# REQUISITO
Segundo o texto sobre deduções fiscais, que percentagem dos contribuintes faz deduções com PPR?
=== TEXTO ===
Há poucos assuntos em que tantas vezes os actores políticos tenham mudado de opinião como o das deduções fiscais. Lembro-me de quando Bagão Félix acabou com os benefícios fiscais para os PPR e como o PS se opôs à medida, fez dela bandeira de oposição e a revogou. Lembro-me de como José Sócrates se atirou ao pescoço de Francisco Louçã porque o malandro disse que queria reduzir as deduções fiscais. Lembro-me de como o PS resolveu fazer, de forma mais radical, aquilo que Louçã propunha e como o PSD e CDS, que tinham apoiado o fim das deduções para os PPR, se revoltaram contra este “ataque à classe média”.
As deduções fiscais são ineficientes. Tornam o sistema fiscal complexo e virtualmente impossível de fiscalizar. São regressivas. Ajudam mais quem tem mais e menos quem tem menos. São irracionais. Retiram aos serviços públicos recursos para financiar a oferta privada do que o Estado já oferece gratuitamente. São injustas. Não faz sentido, no momento em que se fecham escolas em aldeias, financiar colégios privados na cidade. E são um engano. Ao retirarem recursos aos serviços públicos e ao afastarem deles a classe média degradam duas vezes o Estado social. Com o que se perde em benefícios para alguns podia-se baixar os impostos a todos.
A importância política dada a este tema – é a condição do PSD para aprovar um novo Orçamento – revela uma democracia desigual. Apenas um terço dos contribuintes faz deduções fiscais com despesas em educação ou em imóveis e apenas 15 por cento em PPR. E o único caso em que há uma maioria de beneficiários é em despesas em saúde, onde contam sobretudo os medicamentos, que ninguém devia querer pôr em causa. E, no entanto, o orçamento está refém desta batalha. A maioria não usa, mesmo que possa, tal instrumento fiscal com o mínimo de eficácia. Não põe os filhos em colégios, não vai a clínicas privadas. Quando muito, usa-o, se puder, para livros escolares, dentista, medicamentos e pouco mais. Ou seja, para aquilo que o Estado não lhe dá e devia dar. Esses, e mais alguns por razões ambientais, culturais ou de desenvolvimento tecnológico, são os únicos benefícios fiscais que deveriam sobreviver. Só assim seria justo.
=== DADOS FORNECIDOS ===
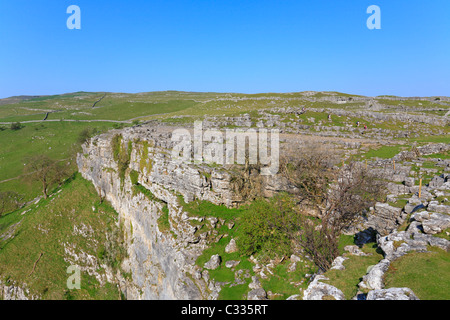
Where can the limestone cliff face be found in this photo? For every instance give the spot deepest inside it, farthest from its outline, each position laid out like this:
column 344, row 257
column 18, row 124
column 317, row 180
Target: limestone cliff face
===
# RESPOSTA À TAREFA
Apenas 15 por cento.